Input records =
□ □ □ □
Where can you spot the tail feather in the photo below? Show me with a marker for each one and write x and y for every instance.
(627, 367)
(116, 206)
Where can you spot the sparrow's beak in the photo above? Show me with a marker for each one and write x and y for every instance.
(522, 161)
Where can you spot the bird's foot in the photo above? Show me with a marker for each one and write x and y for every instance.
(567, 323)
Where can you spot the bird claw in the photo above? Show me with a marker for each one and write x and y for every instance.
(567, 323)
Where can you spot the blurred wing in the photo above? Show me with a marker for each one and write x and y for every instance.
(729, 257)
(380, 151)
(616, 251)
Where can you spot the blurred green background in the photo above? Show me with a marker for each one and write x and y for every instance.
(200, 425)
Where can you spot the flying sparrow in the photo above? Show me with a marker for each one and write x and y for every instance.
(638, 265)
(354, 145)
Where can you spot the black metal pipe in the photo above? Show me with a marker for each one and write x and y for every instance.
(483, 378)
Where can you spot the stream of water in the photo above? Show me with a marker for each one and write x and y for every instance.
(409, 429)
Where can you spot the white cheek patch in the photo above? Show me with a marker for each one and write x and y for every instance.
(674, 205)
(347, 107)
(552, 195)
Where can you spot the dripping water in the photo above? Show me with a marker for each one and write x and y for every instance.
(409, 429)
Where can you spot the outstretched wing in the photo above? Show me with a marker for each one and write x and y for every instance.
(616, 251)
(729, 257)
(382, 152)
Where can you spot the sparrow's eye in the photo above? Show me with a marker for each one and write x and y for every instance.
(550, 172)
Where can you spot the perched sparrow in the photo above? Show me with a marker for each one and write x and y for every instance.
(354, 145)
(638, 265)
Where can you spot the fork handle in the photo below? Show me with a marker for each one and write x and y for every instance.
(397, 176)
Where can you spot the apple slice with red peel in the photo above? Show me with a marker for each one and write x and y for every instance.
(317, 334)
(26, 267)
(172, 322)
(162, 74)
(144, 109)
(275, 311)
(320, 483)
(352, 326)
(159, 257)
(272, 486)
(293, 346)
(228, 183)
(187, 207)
□ □ □ □
What is expected =
Copy exactly, word for word, the line with "Where can you spot the blurred wing" through the final line of the listing.

The reply =
Where can you spot the blurred wing in the photo above? Show me with a marker for each one and write x and y for every instance.
(729, 257)
(380, 151)
(616, 251)
Where can you spot the blurred green background in the photo above? Show me with a marker for each one and write x and y for every instance.
(200, 425)
Where can you spot the flying sparrow in the photo above? Show me with a marker for each one and write x and y for every instance.
(638, 265)
(354, 145)
Where can you spot the black metal pipe in the photo above? Show me with a marker for each one and write x and y for every instance.
(483, 378)
Where can you spot the stream of water in the photo above? Show me with a marker for each one and write x and y for every instance.
(409, 429)
Where can you spot the white cheek patch in the photo above? Show me with a marker for each one and write x and y for every instance.
(674, 205)
(347, 107)
(552, 195)
Where can you spot the dripping water in the photo above? Show me with a marker for each one and write x and y for every instance.
(409, 429)
Where can you spot the outstretched wing in the photo above? Show me with a marker for each one and write x and y for every instance.
(616, 251)
(729, 257)
(382, 152)
Where can you spot the sparrow's eye in the photo above? Show me with a marker for each one and write x and y for every instance.
(550, 172)
Where can you spot the perched sparrow in the photo above? Show me with a marker for each one and write x and y for every instance.
(354, 145)
(638, 265)
Where can you spot the fork handle in the photo below? Show me with a marker for each one and write x and y for every instance.
(397, 176)
Where can you spot the apple slice with red peel in the photo above? Show me with a marker for each one and write x and y for every instance.
(317, 334)
(26, 267)
(172, 322)
(162, 74)
(144, 109)
(275, 311)
(320, 483)
(352, 326)
(159, 257)
(272, 486)
(293, 346)
(228, 183)
(187, 207)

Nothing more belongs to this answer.